▸ **Data for the task**:

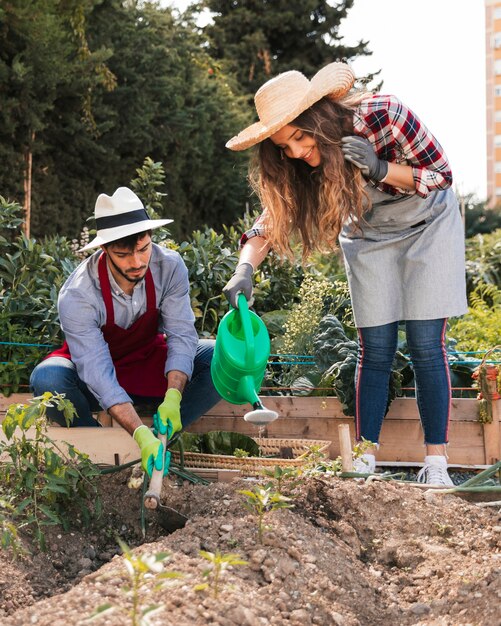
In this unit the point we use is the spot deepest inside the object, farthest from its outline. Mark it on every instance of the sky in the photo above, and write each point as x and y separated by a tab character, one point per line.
431	54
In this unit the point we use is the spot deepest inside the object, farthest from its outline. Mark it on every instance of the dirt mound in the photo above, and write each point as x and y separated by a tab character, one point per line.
348	553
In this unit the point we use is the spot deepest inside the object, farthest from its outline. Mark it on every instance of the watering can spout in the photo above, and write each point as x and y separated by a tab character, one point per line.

▸ **Exercise**: Give back, exactly as written, the lines from the one with "of the dirt" to the last line.

▸ **Expected answer**:
In this unit the point we use is the spot deepest inside the object, farthest from its outline. Mark it on every instance of the dirt mound in the photo above, and write each point as x and y separated by a tab character, one point per line.
348	553
In this unit the point we use is the spot deepest inside the object, farthest from its outline. Mark it on every instance of the watering can spout in the photo above, and write each point as x and y separated by a tab character, one point per line.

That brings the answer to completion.